● **TEXT BLOCK**
====

I’m a sunset person, exclusively. I think they’re better than sunrises: more accessible, attainable, and wholesome by some kind of virtue of a day going to rest.
My husband, a Certified Morning Person, has historically teased me about not having enough experiences with sunrises to know for sure. But these days, I’m trying to own it: you’re looking at a sleepy gal, who will likely never see the first rays of the sun by choice.
Maybe it shouldn’t be all that profound, but there’s a radical release in being okay with who I am.
A couple weeks ago, I told my therapist about my hellish month, all of my own making: I threw a detailed party where I made all the decorations right in the middle of chaotic work projects, decided to do some home renovations before guests came, hosted my parents for a week, and waited until the very last days to write 10+ magazine articles for my biannual deadline.
This isn’t the first time: nearly every month holds a version of the same cycle, which involves some variation of perfectionism, an inability to work ahead, and then pulling it off at the last minute, no one the wiser. My clients will never know that I started a project the day before I promised it; magazine readers will never see the timestamps from several consecutive all-nighters.

====

● **DATA TO EXAMINE**
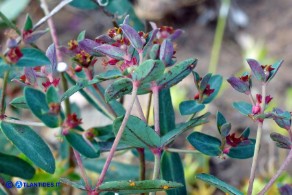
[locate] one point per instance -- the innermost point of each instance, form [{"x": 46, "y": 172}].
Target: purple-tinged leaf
[
  {"x": 286, "y": 189},
  {"x": 225, "y": 129},
  {"x": 257, "y": 70},
  {"x": 243, "y": 151},
  {"x": 126, "y": 20},
  {"x": 243, "y": 107},
  {"x": 104, "y": 39},
  {"x": 282, "y": 118},
  {"x": 239, "y": 85},
  {"x": 245, "y": 133},
  {"x": 175, "y": 34},
  {"x": 81, "y": 36},
  {"x": 166, "y": 52},
  {"x": 205, "y": 81},
  {"x": 220, "y": 119},
  {"x": 28, "y": 25},
  {"x": 276, "y": 67},
  {"x": 30, "y": 75},
  {"x": 51, "y": 54},
  {"x": 197, "y": 77},
  {"x": 88, "y": 45},
  {"x": 112, "y": 51},
  {"x": 281, "y": 140},
  {"x": 35, "y": 36},
  {"x": 154, "y": 52},
  {"x": 133, "y": 36}
]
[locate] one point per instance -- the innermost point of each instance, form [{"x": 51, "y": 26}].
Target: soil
[{"x": 268, "y": 21}]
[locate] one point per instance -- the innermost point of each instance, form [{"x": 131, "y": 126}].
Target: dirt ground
[{"x": 269, "y": 22}]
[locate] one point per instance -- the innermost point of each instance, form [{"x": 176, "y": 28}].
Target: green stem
[
  {"x": 119, "y": 135},
  {"x": 223, "y": 13},
  {"x": 148, "y": 107},
  {"x": 3, "y": 94},
  {"x": 182, "y": 151},
  {"x": 279, "y": 172},
  {"x": 65, "y": 88},
  {"x": 141, "y": 152},
  {"x": 156, "y": 171},
  {"x": 82, "y": 170},
  {"x": 140, "y": 110},
  {"x": 9, "y": 23},
  {"x": 28, "y": 123},
  {"x": 258, "y": 143}
]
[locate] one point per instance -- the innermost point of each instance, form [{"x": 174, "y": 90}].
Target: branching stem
[
  {"x": 258, "y": 142},
  {"x": 119, "y": 135}
]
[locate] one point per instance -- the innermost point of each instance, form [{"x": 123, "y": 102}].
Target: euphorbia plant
[{"x": 135, "y": 63}]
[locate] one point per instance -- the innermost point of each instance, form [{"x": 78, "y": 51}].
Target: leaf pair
[{"x": 138, "y": 134}]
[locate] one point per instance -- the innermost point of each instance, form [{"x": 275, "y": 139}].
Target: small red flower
[
  {"x": 267, "y": 99},
  {"x": 48, "y": 83},
  {"x": 234, "y": 141},
  {"x": 83, "y": 58},
  {"x": 71, "y": 122},
  {"x": 54, "y": 108},
  {"x": 13, "y": 55},
  {"x": 26, "y": 34},
  {"x": 90, "y": 134},
  {"x": 73, "y": 44}
]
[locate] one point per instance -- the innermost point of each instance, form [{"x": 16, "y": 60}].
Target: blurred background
[{"x": 221, "y": 34}]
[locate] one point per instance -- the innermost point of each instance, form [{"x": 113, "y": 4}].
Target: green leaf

====

● **TASK INSTRUCTIONS**
(1) In the essay about being a sunset person, who is described as a Certified Morning Person?
(2) Extend the essay about being a sunset person, picking up right after its final sentence.
The records have nothing to do with the essay about being a sunset person.

● **RESULTS OF THE EXERCISE**
(1) The writer's husband.

(2)
Each time the cycle repeats, it’s followed by a heavy dose of frustration and shame and resentment: at myself, at my bad habits, at my inability to change.
Because I’ve tried to change. Again and again and again and again.
I’ve tried to be the person who wakes up early with a green smoothie and a workout and attacks the day with a fresh attitude.
I’ve tried to work on projects, articles, assignments as soon as I receive them.
I’ve read books and listened to motivational speeches and started therapy and asked for help and tried and tried and tried to change all the things I can’t seem to shake.
I tell myself it’s who I “should be.” It’s never worked.
Even still, I expected my therapist to offer some tips on time management or healthy habits or some way to keep my adhd better in-check. Instead, she surprised me.
“You know…you’re probably never going to change,” she said. “Maybe instead of fighting who you are, you embrace it. How much time and energy have you wasted feeling guilty or frustrated about yourself and creating more stress, instead of simply accepting that it’s how you operate? Especially since it works well for you?”
I have wasted a lot of time. A lot of energy.
Suddenly, I had permission to view my habits as a gift (or in her words, superpower!), rather than a hinderance. It has become clear, with the failed attempts, that my body and brain and system is wired to function this way.
And maybe it’s not wrong.
My therapist suggested that I accept who I am, let go of the expectations I harbor about what I “should” look like. There’s a fine line between evolving into a better version of myself and digging into self-resentment over things I can’t (and maybe don’t really need to) change.
Pictured here: me enjoying a sunset, instead of a sunrise—and not really giving a shit otherwise.